## BEGIN

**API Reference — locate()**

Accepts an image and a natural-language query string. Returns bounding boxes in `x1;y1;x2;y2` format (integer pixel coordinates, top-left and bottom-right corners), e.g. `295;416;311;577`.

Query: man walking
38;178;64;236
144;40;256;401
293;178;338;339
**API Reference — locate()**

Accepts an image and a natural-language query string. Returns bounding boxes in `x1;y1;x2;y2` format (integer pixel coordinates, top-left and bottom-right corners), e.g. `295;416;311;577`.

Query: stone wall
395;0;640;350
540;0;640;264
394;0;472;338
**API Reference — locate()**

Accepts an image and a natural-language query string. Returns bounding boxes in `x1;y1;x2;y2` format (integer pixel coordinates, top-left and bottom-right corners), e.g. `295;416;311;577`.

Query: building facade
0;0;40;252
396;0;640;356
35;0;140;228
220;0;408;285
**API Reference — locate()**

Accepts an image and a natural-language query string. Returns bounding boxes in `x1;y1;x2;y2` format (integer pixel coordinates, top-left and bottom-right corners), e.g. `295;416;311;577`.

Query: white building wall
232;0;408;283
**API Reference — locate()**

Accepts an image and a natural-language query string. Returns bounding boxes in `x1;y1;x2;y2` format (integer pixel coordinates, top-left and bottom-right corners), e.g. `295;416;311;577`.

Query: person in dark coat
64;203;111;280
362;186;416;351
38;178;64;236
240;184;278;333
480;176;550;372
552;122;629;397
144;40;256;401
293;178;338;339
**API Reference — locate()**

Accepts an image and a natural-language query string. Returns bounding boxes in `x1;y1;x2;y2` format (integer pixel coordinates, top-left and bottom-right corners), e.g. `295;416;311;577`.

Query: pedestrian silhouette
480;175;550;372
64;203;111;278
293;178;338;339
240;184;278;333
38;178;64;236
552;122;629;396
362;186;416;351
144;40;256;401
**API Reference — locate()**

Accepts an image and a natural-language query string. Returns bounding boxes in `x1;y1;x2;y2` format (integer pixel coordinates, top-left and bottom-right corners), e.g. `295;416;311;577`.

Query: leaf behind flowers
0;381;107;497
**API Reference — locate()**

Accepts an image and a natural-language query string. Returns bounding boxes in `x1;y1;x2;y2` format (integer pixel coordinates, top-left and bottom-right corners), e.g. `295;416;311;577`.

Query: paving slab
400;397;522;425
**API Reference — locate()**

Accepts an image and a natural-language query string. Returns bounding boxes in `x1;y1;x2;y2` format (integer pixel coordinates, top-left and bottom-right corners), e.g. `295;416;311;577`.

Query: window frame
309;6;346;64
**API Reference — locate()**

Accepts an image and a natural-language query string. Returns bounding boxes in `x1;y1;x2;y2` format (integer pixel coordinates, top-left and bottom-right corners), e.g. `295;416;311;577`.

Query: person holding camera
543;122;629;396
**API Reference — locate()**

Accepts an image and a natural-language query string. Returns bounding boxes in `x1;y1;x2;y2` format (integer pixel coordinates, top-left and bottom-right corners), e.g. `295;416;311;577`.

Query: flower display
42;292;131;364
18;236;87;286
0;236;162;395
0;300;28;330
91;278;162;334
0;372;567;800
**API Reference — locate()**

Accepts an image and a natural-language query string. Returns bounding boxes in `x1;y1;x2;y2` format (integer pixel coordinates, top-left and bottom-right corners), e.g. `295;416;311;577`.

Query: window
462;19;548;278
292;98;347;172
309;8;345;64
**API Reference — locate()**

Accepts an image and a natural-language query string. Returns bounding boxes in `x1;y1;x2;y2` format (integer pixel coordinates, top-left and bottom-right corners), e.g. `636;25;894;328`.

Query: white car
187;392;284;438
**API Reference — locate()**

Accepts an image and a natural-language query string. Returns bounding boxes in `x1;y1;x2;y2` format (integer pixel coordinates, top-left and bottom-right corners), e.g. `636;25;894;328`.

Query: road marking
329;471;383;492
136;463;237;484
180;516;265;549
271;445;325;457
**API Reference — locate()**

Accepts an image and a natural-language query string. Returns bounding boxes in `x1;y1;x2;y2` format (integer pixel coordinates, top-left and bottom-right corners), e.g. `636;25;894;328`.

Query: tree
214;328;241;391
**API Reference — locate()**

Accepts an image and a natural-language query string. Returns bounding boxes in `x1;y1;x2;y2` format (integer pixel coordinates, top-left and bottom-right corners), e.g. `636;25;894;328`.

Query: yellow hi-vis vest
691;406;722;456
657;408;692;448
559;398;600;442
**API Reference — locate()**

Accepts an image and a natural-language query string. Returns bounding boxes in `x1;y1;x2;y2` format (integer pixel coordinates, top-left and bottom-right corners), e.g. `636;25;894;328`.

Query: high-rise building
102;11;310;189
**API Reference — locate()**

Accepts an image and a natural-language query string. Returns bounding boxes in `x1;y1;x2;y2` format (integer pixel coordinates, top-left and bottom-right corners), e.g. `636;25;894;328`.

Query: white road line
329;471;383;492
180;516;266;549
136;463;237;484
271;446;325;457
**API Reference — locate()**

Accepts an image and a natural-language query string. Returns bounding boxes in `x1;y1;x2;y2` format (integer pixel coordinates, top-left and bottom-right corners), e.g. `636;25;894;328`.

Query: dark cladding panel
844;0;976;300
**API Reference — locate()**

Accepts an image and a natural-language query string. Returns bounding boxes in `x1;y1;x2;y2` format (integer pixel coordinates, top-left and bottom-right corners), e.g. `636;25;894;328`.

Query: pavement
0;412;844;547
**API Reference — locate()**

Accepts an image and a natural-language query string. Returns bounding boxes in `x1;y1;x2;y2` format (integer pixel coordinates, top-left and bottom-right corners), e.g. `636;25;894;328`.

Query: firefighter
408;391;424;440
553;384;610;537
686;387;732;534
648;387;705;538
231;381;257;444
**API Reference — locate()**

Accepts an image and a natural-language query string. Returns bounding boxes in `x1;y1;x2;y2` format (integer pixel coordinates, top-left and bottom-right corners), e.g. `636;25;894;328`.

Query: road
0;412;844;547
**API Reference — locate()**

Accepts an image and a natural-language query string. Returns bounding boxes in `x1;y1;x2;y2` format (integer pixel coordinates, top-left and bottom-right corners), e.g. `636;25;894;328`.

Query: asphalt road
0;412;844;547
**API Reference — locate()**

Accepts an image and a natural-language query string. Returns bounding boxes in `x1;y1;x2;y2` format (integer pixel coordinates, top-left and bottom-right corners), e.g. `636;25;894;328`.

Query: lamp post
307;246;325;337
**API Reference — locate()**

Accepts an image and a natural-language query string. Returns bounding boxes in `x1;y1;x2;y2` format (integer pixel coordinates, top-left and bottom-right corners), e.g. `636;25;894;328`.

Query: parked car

## END

• **Required task**
From the material above, pick out every line that holds the word "wall" and copy each of those lines in full.

• **Result of this task**
Query: stone wall
Query: white building wall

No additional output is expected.